=== Provided information ===

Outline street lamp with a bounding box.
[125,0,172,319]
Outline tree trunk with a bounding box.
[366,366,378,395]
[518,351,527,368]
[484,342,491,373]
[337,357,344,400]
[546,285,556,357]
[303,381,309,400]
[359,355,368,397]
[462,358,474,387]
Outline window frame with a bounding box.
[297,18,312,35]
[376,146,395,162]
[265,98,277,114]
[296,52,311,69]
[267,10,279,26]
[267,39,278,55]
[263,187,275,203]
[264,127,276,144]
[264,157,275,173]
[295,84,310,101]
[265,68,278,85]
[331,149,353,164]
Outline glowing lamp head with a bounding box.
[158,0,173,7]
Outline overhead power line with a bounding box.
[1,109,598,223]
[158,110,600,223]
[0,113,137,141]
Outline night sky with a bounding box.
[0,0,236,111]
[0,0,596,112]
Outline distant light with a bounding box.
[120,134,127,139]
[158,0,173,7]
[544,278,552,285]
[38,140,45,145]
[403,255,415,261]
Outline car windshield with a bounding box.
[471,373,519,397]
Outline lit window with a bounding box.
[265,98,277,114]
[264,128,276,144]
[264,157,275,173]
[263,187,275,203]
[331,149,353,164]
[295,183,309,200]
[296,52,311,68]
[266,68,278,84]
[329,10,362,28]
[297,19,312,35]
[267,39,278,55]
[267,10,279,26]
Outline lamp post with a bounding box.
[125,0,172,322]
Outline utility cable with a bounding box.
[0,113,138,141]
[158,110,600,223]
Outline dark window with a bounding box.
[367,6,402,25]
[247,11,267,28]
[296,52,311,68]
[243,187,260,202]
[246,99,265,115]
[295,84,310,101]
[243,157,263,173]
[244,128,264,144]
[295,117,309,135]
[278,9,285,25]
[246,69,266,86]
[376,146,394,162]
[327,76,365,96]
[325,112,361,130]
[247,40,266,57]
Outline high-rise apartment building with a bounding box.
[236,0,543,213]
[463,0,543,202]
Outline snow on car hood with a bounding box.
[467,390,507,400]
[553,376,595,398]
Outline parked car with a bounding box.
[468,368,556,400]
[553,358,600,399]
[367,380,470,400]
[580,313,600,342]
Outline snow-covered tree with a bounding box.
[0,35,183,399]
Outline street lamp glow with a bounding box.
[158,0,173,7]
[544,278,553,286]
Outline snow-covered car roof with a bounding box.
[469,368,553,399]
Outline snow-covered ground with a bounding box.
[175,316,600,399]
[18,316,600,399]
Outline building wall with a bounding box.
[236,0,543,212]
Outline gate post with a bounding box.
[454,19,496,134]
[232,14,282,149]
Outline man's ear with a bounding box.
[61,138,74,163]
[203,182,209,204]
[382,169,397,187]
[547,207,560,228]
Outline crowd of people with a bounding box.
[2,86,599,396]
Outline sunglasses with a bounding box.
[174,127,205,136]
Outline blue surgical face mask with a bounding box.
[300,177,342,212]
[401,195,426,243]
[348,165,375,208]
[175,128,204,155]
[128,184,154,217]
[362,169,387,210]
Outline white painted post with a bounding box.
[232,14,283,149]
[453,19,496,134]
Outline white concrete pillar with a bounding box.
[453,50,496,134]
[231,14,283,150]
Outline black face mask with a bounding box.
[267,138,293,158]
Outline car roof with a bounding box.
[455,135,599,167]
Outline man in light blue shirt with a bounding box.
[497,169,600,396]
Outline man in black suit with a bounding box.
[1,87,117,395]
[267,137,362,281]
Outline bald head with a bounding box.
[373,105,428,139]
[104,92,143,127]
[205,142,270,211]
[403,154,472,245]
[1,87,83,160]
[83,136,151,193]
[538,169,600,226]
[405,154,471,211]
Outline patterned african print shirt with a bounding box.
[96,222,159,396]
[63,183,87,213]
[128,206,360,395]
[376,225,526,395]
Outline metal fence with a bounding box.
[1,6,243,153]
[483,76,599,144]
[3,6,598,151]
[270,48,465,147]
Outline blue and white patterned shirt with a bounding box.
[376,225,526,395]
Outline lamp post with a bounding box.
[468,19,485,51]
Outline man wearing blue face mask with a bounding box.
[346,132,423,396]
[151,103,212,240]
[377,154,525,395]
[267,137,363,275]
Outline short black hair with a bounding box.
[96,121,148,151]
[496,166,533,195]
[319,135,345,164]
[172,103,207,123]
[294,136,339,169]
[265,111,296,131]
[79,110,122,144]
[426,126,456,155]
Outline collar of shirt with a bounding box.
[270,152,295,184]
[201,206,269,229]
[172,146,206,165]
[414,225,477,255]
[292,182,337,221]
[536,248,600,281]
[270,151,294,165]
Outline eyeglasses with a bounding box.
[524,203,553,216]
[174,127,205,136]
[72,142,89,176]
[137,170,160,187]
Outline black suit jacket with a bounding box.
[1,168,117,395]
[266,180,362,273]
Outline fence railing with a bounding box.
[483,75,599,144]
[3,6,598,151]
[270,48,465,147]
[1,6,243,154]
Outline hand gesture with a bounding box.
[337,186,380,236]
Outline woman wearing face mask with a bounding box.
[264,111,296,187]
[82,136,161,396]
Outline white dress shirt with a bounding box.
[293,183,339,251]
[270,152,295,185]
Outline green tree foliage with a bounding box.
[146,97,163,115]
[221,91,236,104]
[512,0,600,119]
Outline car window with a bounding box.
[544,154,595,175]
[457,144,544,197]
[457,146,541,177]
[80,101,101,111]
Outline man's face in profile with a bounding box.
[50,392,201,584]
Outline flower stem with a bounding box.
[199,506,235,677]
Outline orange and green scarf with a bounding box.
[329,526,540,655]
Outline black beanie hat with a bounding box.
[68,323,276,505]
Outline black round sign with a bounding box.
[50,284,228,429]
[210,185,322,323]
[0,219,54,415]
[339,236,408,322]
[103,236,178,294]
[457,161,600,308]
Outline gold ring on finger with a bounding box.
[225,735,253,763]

===

> **What needs to be done**
Give back all of the entries above, unchanged in every word.

> **Completed exercise**
Outline street lamp with a bounding box.
[125,0,172,319]
Outline tree trunk with a bounding box.
[366,366,378,395]
[518,351,527,368]
[484,342,491,373]
[337,357,344,400]
[546,285,556,357]
[303,381,309,400]
[359,355,368,397]
[462,358,474,387]
Outline window frame with a bounding box.
[297,18,312,35]
[376,146,395,162]
[265,98,277,114]
[296,52,311,69]
[267,10,279,26]
[267,39,278,55]
[263,187,275,203]
[264,127,276,144]
[264,157,275,173]
[295,84,310,101]
[265,68,278,85]
[331,149,353,164]
Outline glowing lamp head with a bounding box.
[158,0,173,7]
Outline overhead power line with a bounding box.
[1,109,598,223]
[158,110,600,223]
[0,113,137,141]
Outline night sky with a bounding box.
[0,0,236,111]
[0,0,596,112]
Outline distant light with a bounding box.
[120,134,127,139]
[158,0,173,7]
[544,278,552,285]
[38,140,45,145]
[403,255,415,261]
Outline car windshield with a bounding box.
[471,373,519,397]
Outline lit window with a bounding box.
[265,98,277,114]
[264,128,276,144]
[264,157,275,173]
[263,187,275,203]
[331,149,353,164]
[295,183,309,200]
[296,52,311,68]
[266,68,278,84]
[329,10,362,28]
[297,19,312,35]
[267,39,278,55]
[267,10,279,26]
Outline lamp post with a bounding box.
[125,0,172,322]
Outline utility cable with a bounding box.
[0,113,138,141]
[158,110,600,223]
Outline dark window with a bounding box.
[367,6,402,25]
[247,11,267,28]
[296,52,311,68]
[243,187,260,202]
[246,99,265,115]
[295,84,310,101]
[243,157,263,173]
[244,128,264,144]
[295,117,309,135]
[278,9,285,25]
[246,69,266,86]
[376,146,394,162]
[327,76,365,96]
[325,112,361,130]
[247,40,266,57]
Outline high-rise apartment building with a bounding box.
[236,0,543,213]
[463,0,543,202]
Outline snow on car hood with a bounding box.
[467,390,507,400]
[553,376,595,398]
Outline parked car with a bounding box.
[468,368,556,400]
[553,358,600,399]
[367,380,470,400]
[580,313,600,342]
Outline snow-covered tree with a bounding box.
[0,35,183,399]
Outline street lamp glow with a bounding box.
[158,0,173,7]
[544,278,553,286]
Outline snow-covered car roof with a bounding box.
[469,368,553,399]
Outline snow-covered ground with a bounding box.
[175,316,600,399]
[18,316,600,399]
Outline building wall with a bounding box.
[236,0,543,212]
Outline gate post with a bounding box.
[454,19,496,134]
[232,14,282,149]
Outline man's ear with a bounding box.
[61,138,74,163]
[203,182,209,204]
[382,169,397,187]
[547,207,560,228]
Outline crowd of people with a bounding box.
[2,86,599,396]
Outline sunglasses with a bounding box.
[174,127,205,136]
Outline blue surgical face mask with a bounding box.
[300,177,342,212]
[401,195,426,243]
[348,165,375,208]
[175,128,204,155]
[128,184,154,217]
[362,169,387,210]
Outline white painted post with a bounding box.
[232,14,283,149]
[453,19,496,134]
Outline white concrete pillar with a bounding box.
[453,50,496,134]
[231,14,283,150]
Outline black face mask with a bounding box.
[267,138,293,158]
Outline car roof with a bounding box.
[455,135,599,167]
Outline man in light blue shirt with a bounding box.
[497,169,600,396]
Outline man in black suit with a bounding box.
[1,87,117,395]
[267,137,362,281]
Outline bald head with a bounding box.
[373,105,428,139]
[104,92,143,127]
[205,142,270,211]
[403,154,472,245]
[1,87,83,160]
[83,136,151,193]
[538,169,600,226]
[405,154,471,211]
Outline patterned african print shirt with a bounding box.
[96,222,159,396]
[63,183,87,213]
[128,206,360,395]
[376,225,526,395]
Outline metal fence with a bounding box.
[1,6,243,153]
[483,76,599,144]
[3,6,598,151]
[270,48,465,147]
Outline blue and white patterned shirt with a bounding box.
[376,225,526,395]
Outline lamp post with a bounding box.
[468,19,485,51]
Outline man wearing blue face mask with a bounding box.
[346,132,423,396]
[151,103,212,240]
[377,154,525,395]
[267,137,363,275]
Outline short black hair with a bounding box.
[96,121,148,151]
[496,166,533,195]
[319,135,345,164]
[172,103,207,123]
[294,136,339,169]
[265,111,296,131]
[79,110,122,144]
[426,126,456,155]
Outline collar of shirt with a bounding box.
[270,152,295,184]
[201,206,269,229]
[172,146,206,165]
[414,225,477,255]
[292,182,337,221]
[536,248,600,281]
[270,151,294,165]
Outline eyeglasses with a bounding box.
[524,203,553,216]
[174,127,205,136]
[72,142,89,176]
[137,170,160,187]
Outline black suit jacket with a bounding box.
[1,168,117,395]
[266,180,362,273]
Outline fence railing with a bounding box.
[483,75,599,144]
[3,6,598,151]
[270,48,465,147]
[1,6,243,154]
Outline hand gesture with a bounding box.
[337,186,380,236]
Outline woman wearing face mask with a bounding box.
[264,111,296,187]
[82,136,161,396]
Outline white dress shirt with a bounding box.
[293,183,339,251]
[270,152,295,185]
Outline green tree foliage with a bounding box.
[146,97,163,115]
[221,91,236,104]
[512,0,600,119]
Outline car window with a bounding box.
[544,154,595,175]
[457,144,544,197]
[457,146,541,177]
[80,101,101,111]
Outline man's face in profile with a bounding box.
[50,392,201,584]
Outline flower stem with a bounding box.
[199,506,235,677]
Outline orange and green scarf with a bounding box.
[329,526,540,655]
Outline black beanie hat with a bounding box.
[68,323,276,505]
Outline black round sign with a bounding box.
[50,284,228,429]
[210,185,322,323]
[0,219,54,415]
[339,236,408,322]
[103,236,178,294]
[457,161,600,308]
Outline gold ring on finger with a bounding box.
[225,735,253,763]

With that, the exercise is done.